__SOURCE PASSAGE__.
Lake Catherine via Brighton Lakes Trail is yet another exceptionally popular hike found near Salt Lake City. The trail begins at Brighton Resort and passes by the three Brighton Lakes before arriving at Lake Catherine.

The best time to hike Lake Catherine is early to mid-October when fall colors are popping and the crowds are at a minimum. This trail is on our wishlist for next time we’re in SLC.

14. Lower Calf Creek Falls Trail

  • All Trails: 4.8/5
  • Google: 4.9/5
Wispy waterfall hugging orange slick rock in Utah
The photogenic ending to Lower Calf Creek Falls Trail
  • Location: Grand Staircase Escalante
  • Difficulty: Moderate
  • Distance: 6 miles roundtrip
  • Type: Out and back
  • Elevation: 500 ft

Lower Calf Creek Falls Trail is one of the best hidden gem hikes in Utah. You shouldn’t miss this fun waterfall trail located along the super-scenic byway 12 between Capitol Reef and Bryce Canyon.

It’s a sandy hike and it’s quite a long slog so it pays to begin early, especially if you take your dog on the trail. At the end you get to see a wispy waterfall cascading down slick rock through a gap in the cliff above.

15. Observation Point via East Mesa Trail

  • All Trails: 4.8/5
  • Google: 4.8/5
Deep canyon with towering sandstone cliffs around the best hiking trails in Utah
Top right is Observation Point which is way higher than Angels Landing
  • Location: Zion
  • Difficulty: Moderate
  • Distance: 7 miles roundtrip
  • Type: Out and back
  • Elevation: 700 ft

Observation Point via East Mesa Trail is one of those hikes was once classed as a hidden gem. But since the traditional route up to Observation Point closed, the East Mesa route has come far more popular.

Accessing the East Mesa trailhead is challenging and the hike itself is quite boring by Zion’s standards, but it’s all worth it at the end for elevated views over Angels Landing and all of Zion Canyon.

16. Queens Garden Navajo Loop Trail

  • All Trails: 4.9/5
  • Google: 4.9/5
Iconic switchbacks on the popular Utah hike Navajo Loop in Bryce Canyon
Iconic switchbacks leading down into Navajo Loop at Bryce Canyon
  • Location: Bryce Canyon
  • Difficulty: Moderate
  • Distance: 3 miles roundtrip
  • Type: Loop
  • Elevation: 650 ft

Queens Garden Navajo Loop Trail is the most popular hike in Bryce Canyon we think it’s one of the most unique hikes in Utah. It has sky high user ratings and the photo ops you’ll get on this hike are relentless!

__DIRECTIVE 1__. When is the best time to hike Lake Catherine, according to the hiking passage?

__MATERIAL SHOWN__.
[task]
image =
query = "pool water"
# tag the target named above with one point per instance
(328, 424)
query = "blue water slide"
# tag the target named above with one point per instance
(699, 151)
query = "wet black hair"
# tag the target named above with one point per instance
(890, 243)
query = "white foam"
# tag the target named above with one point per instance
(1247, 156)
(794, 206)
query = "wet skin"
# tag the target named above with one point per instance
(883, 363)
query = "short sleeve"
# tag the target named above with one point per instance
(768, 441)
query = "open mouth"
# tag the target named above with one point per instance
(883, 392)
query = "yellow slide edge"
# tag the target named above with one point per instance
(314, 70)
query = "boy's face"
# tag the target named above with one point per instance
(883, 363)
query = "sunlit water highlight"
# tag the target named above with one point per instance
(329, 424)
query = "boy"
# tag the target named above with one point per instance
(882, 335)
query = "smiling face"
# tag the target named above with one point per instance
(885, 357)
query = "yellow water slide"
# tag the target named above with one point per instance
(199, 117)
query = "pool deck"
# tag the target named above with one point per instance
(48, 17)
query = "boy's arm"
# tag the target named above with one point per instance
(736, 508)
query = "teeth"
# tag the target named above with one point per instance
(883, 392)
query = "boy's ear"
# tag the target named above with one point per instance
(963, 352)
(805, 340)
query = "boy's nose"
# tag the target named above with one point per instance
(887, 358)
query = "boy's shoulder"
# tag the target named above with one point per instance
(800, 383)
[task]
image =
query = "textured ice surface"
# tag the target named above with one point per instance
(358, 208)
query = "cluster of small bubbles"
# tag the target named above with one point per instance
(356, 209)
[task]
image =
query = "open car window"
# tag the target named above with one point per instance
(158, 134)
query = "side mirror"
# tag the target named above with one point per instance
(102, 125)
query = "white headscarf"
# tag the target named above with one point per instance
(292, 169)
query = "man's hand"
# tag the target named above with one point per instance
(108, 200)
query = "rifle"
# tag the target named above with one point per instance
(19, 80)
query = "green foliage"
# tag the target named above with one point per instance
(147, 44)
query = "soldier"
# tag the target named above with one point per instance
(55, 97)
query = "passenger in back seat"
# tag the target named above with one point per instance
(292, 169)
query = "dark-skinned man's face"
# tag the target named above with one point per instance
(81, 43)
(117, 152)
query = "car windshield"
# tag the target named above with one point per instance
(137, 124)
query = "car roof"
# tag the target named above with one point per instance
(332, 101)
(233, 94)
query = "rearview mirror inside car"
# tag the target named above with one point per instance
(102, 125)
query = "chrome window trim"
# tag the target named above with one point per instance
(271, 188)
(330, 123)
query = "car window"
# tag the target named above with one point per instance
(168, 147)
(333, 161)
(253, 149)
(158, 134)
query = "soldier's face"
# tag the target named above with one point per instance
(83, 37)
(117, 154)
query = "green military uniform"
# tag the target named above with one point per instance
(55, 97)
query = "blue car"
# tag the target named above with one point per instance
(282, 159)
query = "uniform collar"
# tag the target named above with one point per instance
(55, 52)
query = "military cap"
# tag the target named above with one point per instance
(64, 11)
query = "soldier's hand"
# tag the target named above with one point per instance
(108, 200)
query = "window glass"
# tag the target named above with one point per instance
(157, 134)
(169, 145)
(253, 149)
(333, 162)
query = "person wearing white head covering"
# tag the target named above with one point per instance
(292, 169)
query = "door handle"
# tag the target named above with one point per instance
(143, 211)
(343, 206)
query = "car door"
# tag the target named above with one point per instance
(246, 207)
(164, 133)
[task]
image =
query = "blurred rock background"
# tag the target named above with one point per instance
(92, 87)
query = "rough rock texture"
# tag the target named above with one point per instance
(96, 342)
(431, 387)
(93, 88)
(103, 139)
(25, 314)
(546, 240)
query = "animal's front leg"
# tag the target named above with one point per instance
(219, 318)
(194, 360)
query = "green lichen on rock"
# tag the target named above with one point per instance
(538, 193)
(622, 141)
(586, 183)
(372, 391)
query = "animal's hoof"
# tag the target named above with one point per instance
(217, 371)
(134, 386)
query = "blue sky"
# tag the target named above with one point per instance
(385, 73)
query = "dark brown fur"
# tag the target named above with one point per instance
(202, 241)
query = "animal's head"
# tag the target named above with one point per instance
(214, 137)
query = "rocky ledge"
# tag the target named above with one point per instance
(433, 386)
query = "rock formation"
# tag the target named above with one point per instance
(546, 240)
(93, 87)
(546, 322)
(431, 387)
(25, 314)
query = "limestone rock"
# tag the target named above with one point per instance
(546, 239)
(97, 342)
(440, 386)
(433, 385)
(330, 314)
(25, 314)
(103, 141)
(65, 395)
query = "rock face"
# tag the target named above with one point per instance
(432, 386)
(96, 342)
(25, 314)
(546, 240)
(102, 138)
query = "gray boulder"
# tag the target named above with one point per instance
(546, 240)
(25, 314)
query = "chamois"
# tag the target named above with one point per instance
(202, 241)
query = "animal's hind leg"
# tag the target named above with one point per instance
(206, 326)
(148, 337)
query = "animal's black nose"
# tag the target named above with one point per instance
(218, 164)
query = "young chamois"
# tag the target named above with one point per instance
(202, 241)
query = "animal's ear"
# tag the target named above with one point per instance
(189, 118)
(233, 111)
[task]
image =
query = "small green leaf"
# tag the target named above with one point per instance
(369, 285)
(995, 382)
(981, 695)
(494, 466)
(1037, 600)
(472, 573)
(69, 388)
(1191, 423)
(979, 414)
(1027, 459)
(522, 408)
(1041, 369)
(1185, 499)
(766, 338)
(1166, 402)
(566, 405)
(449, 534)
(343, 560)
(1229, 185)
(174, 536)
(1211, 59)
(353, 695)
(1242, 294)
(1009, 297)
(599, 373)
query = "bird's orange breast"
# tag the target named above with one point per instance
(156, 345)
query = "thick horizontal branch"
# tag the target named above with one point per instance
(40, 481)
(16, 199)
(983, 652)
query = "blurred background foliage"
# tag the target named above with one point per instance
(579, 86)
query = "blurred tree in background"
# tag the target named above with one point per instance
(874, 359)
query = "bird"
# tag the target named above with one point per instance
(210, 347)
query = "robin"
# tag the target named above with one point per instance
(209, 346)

__DIRECTIVE 2__. Identify every line in the rows that contains the string "water", and copy each of those lines. Case counts.

__CORRECT RESULT 1__. Early to mid-October, when fall colors are popping and the crowds are at a minimum.

__CORRECT RESULT 2__.
query = "pool water"
query = "blue water slide"
query = "sunlit water highlight"
query = "yellow water slide"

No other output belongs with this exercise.